### YOUR GOAL
Skip the pictures and write out, word for word, the lines below from the one with "Labeling tool output request: for every visible windshield" through the one with "Labeling tool output request: for every visible bare", inclusive.

● ● ● ● ●

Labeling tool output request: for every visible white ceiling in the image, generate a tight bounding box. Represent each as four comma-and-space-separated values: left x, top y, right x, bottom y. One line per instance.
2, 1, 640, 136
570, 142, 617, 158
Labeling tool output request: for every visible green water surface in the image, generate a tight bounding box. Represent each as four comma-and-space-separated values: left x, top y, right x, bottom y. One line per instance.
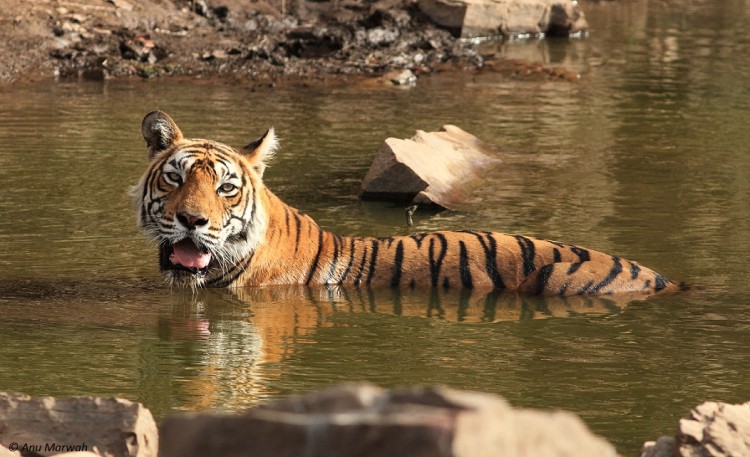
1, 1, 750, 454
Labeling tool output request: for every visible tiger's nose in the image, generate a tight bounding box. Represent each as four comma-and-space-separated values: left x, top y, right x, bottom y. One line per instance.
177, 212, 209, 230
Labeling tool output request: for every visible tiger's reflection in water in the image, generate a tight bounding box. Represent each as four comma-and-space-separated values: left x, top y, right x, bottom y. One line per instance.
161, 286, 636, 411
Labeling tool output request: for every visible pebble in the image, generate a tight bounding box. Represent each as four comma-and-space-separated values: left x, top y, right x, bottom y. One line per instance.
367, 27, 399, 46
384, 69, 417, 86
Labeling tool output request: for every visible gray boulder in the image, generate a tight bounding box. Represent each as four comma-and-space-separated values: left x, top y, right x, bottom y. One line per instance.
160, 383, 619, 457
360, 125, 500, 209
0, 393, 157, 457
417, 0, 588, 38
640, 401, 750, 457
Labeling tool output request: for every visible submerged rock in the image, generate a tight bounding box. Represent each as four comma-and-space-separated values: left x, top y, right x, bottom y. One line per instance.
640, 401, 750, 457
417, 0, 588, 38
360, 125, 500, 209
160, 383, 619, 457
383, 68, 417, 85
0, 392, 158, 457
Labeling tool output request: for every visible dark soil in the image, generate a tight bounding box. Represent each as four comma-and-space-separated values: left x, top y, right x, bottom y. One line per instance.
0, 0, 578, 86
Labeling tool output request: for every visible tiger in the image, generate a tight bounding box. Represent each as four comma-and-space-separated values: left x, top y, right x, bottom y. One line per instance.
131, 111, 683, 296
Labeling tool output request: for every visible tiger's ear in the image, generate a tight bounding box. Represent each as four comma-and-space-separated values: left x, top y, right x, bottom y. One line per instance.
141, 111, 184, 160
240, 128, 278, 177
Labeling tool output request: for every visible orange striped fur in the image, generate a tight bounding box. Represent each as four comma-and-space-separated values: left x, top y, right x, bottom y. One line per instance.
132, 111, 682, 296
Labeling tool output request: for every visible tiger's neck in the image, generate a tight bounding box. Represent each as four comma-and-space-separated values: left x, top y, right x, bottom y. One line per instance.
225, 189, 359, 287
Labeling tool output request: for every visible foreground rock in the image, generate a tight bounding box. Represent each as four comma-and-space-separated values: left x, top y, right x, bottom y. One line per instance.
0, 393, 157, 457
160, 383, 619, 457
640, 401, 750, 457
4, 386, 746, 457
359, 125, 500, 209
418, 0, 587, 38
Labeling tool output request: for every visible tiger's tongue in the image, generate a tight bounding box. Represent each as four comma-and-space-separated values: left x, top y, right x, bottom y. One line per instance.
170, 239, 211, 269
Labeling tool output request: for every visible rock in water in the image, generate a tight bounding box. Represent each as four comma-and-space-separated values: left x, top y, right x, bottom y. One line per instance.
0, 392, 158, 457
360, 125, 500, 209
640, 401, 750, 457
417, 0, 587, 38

● ● ● ● ●

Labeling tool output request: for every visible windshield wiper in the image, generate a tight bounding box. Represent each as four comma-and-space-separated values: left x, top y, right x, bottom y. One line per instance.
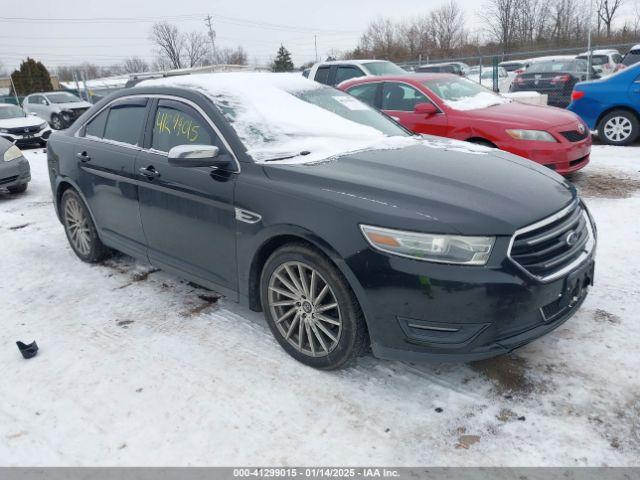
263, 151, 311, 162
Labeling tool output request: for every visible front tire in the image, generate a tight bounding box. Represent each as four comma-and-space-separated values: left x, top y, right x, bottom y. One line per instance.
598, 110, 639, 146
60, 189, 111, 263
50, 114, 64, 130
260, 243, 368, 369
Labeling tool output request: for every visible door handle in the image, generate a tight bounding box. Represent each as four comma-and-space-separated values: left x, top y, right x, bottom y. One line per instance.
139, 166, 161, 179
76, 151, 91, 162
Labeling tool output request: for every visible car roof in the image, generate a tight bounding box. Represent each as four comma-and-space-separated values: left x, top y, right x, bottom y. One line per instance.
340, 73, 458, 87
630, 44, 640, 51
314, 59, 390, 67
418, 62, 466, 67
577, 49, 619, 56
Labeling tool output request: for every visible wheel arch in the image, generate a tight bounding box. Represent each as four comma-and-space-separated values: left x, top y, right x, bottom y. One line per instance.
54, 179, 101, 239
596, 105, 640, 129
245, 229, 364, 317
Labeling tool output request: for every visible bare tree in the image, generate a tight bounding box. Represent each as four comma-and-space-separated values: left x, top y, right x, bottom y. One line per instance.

● ● ● ● ●

### REPLY TO THE TASK
Labeling tool output request: for every visible windshield wiper in the image, generate a tight bounding box. Represent each as four comma-and-space-separated values: left x, top y, right x, bottom y. One line per instance.
263, 151, 311, 162
Labeling tool output request: for every visible front tire in the image, generate a tight bounding box. Represent each as four comma-and-space-separated values: left x, top y, right x, bottom y. One line per instance.
598, 110, 639, 146
60, 189, 111, 263
50, 114, 64, 130
260, 243, 368, 369
Labeling tool output request: for every visible door handle in the image, generate a tight bounding box. Represent each as four comma-and-space-separated values: left x, top y, right x, bottom y. One line per instance.
139, 166, 161, 179
76, 151, 91, 162
Labeling tool output request: for every visible car roof in the image, generate a tight bounding box. Represent each as four comma-and-space-separated values: left x, top y, right x, bottom y. One line per instance.
340, 73, 458, 87
630, 44, 640, 51
314, 59, 390, 67
418, 62, 466, 67
577, 49, 619, 56
Labeling tool output request: for every visible wheel arch in the image, generate a tight bounding box. Represent each as four comma-and-space-separated values: left x, top y, right x, bottom y. One line per instance.
54, 179, 101, 239
596, 105, 640, 129
245, 229, 364, 317
Labeling tool output request: for every visible bare tree in the image, generate a tight bounding box. Represent each as four comma-and-space-separated values: left x, top y, right x, bottom y. One line per instance.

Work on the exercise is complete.